(Directive) Return the lines of the records verbatim, starting at the line that contains "Could you please outline every instance of the hazy" and ending at the line that contains "M 516 284 L", with both of those lines included.

(Information shown)
━━━━━━━━━━
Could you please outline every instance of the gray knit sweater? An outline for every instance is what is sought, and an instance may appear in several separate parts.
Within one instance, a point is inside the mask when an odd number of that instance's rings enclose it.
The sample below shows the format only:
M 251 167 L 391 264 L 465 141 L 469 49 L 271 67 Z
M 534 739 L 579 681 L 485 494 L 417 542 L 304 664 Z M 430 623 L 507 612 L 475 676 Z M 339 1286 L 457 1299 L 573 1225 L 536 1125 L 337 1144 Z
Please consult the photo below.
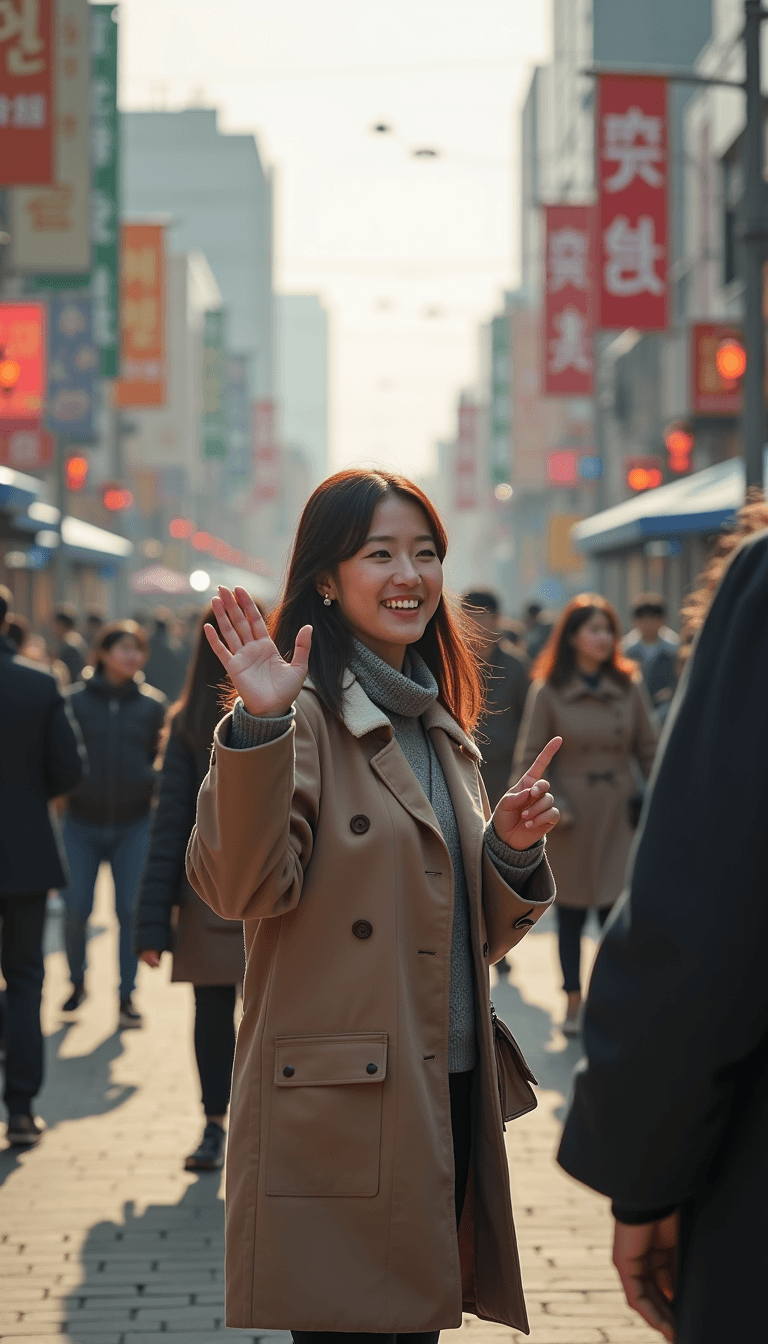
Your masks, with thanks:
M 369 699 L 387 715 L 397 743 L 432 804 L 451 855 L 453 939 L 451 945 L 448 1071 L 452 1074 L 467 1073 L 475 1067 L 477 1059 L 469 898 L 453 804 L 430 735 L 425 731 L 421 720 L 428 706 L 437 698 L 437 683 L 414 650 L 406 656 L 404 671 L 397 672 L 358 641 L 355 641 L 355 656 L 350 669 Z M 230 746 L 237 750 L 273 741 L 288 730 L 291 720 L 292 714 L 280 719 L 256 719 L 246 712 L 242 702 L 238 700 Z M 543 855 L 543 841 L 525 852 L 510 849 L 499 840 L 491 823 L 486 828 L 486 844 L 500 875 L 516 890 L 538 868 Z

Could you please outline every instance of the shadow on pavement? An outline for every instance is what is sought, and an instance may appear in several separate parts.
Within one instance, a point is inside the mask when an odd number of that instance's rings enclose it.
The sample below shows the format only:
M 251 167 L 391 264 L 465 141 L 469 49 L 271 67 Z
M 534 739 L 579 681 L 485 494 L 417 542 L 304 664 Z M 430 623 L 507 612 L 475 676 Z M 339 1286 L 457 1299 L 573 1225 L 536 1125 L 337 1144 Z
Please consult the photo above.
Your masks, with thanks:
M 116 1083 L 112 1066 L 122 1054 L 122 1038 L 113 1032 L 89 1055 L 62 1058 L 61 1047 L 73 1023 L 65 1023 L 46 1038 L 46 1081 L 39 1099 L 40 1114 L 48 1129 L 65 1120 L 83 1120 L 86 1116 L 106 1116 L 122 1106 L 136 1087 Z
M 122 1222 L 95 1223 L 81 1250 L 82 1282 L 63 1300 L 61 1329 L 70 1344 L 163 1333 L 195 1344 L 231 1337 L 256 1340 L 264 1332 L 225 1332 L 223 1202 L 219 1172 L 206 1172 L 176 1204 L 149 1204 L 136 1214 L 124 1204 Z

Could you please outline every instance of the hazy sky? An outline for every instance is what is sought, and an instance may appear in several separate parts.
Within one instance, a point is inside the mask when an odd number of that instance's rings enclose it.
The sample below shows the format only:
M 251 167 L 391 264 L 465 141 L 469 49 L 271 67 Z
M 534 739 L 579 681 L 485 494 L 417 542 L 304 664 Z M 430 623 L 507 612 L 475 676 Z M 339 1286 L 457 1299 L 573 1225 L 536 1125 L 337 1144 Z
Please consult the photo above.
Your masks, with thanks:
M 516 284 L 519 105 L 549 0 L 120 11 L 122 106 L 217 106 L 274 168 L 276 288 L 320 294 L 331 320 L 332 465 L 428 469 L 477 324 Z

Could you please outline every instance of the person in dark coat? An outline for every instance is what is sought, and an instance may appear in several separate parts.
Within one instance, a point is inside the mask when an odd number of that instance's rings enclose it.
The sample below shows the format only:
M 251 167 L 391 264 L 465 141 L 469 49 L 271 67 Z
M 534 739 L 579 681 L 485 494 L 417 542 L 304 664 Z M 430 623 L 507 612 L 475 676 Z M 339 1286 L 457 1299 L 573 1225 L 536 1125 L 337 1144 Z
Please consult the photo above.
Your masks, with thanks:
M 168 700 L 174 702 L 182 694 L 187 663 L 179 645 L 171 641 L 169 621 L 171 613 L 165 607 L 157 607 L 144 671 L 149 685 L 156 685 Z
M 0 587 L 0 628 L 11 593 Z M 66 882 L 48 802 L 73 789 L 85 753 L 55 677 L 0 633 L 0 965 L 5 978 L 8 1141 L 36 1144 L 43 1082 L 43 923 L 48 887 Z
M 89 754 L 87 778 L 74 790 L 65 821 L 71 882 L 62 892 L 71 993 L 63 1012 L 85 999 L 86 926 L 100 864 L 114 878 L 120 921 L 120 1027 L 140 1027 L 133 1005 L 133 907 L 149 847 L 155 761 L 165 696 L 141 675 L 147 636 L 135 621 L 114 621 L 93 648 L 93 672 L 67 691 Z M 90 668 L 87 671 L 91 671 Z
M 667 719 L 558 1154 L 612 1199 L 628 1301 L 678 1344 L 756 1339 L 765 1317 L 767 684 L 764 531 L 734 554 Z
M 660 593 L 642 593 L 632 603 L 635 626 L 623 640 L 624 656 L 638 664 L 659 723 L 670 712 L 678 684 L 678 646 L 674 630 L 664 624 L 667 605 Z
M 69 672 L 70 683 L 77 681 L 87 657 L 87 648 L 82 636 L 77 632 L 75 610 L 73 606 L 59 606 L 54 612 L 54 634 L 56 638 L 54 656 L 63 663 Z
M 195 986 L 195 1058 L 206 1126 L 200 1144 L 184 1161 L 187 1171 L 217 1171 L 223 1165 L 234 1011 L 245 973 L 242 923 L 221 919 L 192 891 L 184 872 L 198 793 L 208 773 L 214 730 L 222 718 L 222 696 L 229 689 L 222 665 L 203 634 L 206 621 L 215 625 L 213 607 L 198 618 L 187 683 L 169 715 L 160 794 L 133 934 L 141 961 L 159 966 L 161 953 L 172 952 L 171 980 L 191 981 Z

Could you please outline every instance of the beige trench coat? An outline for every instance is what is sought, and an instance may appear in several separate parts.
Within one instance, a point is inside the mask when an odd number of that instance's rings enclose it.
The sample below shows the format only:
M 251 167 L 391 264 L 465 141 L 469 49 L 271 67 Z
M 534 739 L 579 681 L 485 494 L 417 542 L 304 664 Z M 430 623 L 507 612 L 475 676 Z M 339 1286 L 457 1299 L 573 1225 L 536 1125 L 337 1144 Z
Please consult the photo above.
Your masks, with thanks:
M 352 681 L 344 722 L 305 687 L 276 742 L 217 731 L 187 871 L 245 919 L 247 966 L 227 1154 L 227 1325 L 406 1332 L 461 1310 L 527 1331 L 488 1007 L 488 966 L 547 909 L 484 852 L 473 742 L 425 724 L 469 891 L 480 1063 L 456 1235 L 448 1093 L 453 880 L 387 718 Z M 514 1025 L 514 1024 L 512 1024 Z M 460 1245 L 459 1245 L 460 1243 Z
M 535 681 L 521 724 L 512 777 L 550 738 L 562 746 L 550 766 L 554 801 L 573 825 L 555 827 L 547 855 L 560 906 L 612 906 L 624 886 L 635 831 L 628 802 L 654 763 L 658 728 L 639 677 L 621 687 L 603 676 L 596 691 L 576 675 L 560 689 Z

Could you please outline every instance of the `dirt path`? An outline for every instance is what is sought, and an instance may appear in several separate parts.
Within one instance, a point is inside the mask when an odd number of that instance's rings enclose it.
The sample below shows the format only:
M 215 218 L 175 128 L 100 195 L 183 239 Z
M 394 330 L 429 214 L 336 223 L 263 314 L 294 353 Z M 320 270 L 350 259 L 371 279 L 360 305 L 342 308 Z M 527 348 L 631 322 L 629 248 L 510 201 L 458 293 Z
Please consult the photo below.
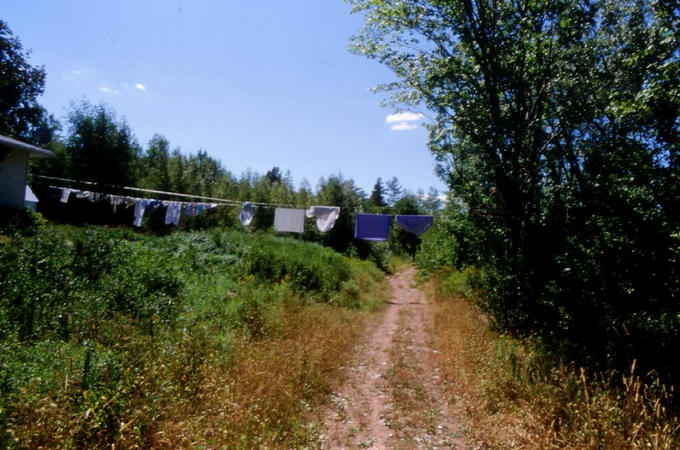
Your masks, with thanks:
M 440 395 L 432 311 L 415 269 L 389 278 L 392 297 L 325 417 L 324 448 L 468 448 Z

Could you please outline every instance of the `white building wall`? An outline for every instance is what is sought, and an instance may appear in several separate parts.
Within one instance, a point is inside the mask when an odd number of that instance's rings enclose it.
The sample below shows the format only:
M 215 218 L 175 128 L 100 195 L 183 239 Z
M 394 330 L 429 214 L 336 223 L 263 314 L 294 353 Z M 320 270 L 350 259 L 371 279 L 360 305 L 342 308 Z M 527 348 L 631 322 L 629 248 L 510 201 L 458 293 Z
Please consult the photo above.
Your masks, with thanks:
━━━━━━━━━━
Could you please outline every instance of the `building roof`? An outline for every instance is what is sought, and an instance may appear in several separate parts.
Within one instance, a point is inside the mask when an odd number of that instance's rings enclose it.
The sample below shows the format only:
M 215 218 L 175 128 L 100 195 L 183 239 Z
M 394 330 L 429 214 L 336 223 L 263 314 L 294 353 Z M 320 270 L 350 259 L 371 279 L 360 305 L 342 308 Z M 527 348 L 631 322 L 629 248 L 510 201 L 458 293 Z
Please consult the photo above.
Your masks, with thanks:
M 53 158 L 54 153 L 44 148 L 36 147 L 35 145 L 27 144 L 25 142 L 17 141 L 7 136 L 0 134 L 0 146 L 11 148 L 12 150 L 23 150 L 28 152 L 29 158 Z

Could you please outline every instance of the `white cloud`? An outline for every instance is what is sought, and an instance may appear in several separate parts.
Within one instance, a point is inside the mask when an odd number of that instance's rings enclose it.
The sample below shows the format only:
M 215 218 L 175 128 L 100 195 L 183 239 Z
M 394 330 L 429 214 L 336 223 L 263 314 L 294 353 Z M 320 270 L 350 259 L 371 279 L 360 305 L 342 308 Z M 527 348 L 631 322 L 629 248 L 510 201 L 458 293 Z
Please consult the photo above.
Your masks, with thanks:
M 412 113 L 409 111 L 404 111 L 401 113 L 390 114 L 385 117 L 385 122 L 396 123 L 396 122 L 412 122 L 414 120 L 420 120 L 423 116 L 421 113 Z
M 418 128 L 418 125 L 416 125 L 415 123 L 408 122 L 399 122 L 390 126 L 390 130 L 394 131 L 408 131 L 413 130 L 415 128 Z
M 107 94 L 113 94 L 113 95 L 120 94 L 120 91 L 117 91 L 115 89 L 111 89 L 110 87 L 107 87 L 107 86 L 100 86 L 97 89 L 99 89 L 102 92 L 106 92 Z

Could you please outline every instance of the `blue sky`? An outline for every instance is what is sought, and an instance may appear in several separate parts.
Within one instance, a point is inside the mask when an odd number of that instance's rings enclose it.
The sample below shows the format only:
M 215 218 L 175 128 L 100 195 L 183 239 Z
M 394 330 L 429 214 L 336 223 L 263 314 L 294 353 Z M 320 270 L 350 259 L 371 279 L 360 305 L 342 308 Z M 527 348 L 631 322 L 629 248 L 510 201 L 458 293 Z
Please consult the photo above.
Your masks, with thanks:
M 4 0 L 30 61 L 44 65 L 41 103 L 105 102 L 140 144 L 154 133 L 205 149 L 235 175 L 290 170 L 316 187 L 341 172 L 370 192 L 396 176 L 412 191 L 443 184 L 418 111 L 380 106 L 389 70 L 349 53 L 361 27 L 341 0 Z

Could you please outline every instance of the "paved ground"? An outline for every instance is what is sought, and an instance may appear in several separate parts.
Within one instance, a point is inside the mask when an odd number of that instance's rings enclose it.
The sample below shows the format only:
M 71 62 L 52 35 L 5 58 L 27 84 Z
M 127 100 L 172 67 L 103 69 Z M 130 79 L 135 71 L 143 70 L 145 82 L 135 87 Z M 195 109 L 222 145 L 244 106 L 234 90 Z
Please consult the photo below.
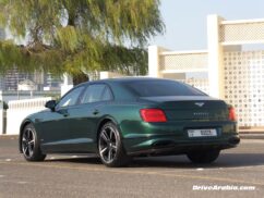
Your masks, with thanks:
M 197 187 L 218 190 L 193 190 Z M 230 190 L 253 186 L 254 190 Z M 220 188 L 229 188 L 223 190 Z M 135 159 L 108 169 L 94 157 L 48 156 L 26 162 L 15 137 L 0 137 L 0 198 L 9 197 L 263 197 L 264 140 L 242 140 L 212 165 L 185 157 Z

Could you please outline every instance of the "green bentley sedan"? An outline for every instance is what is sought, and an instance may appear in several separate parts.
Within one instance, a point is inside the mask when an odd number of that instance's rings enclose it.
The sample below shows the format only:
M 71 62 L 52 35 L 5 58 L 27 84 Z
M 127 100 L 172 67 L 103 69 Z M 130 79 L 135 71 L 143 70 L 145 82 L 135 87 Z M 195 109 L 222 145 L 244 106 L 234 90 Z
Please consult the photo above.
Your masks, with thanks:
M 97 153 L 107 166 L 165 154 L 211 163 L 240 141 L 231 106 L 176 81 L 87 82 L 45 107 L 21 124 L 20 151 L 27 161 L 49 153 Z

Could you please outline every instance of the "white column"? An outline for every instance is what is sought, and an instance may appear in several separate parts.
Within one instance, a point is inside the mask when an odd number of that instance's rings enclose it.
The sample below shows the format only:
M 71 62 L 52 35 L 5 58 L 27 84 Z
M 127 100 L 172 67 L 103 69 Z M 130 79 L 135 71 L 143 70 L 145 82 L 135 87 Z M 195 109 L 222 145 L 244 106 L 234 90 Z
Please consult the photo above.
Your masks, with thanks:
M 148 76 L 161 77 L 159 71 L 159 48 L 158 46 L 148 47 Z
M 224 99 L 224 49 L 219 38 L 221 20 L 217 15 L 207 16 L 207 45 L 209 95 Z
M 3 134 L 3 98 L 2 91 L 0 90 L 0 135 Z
━━━━━━━━━━
(Written reply)
Could you please outline every instance of the hazy sky? An outline for every instance is what is sought, and an instance may appear in several separate parts.
Within one instance, a point is inside the mask when an odd number of that instance's rings enclose it.
The sample below shows the format only:
M 251 167 L 391 264 L 465 141 L 469 49 L 271 67 Z
M 534 739 L 579 681 L 485 494 L 417 542 L 304 664 Z M 430 623 L 507 612 L 475 676 Z M 339 1286 L 457 1299 L 573 1225 L 536 1125 L 337 1144 Z
Please consult the photo above.
Your masks, with thanks:
M 516 284 L 519 105 L 549 0 L 120 11 L 122 106 L 217 106 L 274 168 L 276 288 L 320 294 L 331 320 L 332 465 L 428 469 L 477 324 Z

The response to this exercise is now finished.